Referring expression data
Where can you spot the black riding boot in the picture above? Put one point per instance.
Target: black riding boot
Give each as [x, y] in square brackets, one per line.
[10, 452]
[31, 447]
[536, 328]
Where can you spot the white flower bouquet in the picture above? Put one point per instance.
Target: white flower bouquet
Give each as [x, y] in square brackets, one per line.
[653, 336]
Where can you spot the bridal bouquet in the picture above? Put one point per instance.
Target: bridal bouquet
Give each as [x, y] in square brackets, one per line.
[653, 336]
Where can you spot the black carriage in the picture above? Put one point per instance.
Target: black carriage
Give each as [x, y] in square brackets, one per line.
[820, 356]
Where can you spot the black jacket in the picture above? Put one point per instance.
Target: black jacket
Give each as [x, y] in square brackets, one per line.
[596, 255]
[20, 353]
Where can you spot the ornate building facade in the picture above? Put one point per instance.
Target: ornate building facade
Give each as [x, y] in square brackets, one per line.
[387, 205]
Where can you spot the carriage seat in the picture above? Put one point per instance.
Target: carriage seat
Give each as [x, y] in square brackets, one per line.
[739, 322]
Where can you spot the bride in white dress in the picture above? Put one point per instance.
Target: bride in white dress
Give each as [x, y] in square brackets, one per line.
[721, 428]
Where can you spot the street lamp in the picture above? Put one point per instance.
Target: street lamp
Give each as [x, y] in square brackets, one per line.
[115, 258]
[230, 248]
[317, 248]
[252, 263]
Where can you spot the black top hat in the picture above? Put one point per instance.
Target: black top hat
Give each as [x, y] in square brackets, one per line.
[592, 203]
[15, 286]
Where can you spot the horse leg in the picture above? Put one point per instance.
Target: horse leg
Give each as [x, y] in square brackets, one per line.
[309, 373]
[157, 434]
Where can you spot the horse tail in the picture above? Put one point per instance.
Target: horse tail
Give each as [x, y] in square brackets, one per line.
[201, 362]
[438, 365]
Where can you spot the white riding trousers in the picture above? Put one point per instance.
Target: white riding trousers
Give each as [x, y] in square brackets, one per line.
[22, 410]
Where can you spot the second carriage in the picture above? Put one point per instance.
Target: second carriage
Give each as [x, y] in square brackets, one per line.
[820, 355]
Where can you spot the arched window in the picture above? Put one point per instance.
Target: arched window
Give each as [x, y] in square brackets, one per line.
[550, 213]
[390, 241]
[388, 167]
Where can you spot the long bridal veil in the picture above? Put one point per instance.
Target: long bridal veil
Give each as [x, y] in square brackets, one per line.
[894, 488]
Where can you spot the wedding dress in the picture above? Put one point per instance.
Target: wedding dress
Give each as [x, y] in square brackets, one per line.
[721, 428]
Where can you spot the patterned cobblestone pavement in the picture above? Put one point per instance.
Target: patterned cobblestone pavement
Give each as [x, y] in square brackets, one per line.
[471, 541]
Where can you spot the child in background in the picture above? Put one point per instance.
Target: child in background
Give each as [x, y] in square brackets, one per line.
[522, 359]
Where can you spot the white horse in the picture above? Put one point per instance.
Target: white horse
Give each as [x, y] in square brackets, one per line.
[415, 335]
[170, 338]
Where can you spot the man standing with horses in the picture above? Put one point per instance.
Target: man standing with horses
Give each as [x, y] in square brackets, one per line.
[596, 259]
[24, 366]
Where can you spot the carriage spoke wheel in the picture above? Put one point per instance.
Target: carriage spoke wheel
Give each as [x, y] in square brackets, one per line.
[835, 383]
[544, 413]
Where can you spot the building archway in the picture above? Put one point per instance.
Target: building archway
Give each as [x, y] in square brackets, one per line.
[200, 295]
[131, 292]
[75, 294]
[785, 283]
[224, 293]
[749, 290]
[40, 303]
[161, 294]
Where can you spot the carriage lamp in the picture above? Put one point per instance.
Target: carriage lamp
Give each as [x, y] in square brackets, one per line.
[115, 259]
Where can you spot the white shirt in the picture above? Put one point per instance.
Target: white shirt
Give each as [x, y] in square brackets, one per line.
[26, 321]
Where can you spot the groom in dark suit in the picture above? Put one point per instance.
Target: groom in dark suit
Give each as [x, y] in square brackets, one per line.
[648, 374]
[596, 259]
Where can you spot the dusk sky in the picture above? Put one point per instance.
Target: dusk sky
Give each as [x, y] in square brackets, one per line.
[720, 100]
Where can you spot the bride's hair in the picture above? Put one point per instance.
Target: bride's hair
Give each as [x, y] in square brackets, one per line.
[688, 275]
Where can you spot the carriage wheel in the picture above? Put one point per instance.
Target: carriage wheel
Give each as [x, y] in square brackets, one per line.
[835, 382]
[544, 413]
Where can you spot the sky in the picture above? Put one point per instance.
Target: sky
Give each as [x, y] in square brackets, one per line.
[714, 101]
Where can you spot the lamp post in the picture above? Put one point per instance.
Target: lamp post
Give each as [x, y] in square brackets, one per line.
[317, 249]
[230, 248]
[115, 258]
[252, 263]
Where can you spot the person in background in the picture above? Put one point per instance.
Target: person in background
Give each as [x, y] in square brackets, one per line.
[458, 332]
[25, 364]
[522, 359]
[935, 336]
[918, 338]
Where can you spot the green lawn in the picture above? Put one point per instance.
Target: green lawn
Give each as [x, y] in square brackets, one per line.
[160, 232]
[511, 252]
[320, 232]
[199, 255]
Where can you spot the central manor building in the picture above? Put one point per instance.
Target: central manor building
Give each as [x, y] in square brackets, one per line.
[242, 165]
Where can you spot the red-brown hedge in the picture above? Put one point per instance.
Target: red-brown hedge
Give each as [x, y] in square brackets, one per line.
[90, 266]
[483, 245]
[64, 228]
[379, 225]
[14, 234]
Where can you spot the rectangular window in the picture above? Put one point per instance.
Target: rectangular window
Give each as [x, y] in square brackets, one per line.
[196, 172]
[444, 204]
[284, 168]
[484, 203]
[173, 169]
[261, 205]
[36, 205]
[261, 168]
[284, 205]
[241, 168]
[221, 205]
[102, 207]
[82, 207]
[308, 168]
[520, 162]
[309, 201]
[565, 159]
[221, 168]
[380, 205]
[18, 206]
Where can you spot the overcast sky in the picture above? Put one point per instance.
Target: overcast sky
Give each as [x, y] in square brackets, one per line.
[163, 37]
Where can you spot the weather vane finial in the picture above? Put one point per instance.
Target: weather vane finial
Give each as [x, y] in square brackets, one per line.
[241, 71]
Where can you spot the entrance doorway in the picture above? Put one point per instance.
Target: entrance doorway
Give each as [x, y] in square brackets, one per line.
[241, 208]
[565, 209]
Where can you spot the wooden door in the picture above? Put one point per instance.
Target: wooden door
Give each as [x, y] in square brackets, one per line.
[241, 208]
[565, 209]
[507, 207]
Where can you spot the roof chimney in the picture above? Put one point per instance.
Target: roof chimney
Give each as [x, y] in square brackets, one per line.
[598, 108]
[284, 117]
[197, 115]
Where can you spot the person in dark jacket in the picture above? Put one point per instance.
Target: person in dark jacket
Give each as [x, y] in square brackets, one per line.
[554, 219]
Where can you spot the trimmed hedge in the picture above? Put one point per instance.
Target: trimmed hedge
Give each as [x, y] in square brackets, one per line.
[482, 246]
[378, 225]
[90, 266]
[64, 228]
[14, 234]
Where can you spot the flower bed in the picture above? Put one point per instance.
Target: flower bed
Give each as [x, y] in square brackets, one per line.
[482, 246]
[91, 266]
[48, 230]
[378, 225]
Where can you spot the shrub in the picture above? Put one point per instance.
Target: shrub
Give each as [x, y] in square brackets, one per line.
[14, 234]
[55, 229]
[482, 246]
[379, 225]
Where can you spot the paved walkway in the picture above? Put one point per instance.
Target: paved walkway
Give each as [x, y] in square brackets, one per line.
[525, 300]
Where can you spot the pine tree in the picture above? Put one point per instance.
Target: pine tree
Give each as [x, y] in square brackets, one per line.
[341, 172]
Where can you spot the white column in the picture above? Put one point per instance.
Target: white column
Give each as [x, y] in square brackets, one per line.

● **Brief**
Where does the word "long" occur in the data? Copy every line that has it.

● **Response below**
Where can you spot the long bridal veil in the picture above? Put one point per instance.
Target: long bridal veil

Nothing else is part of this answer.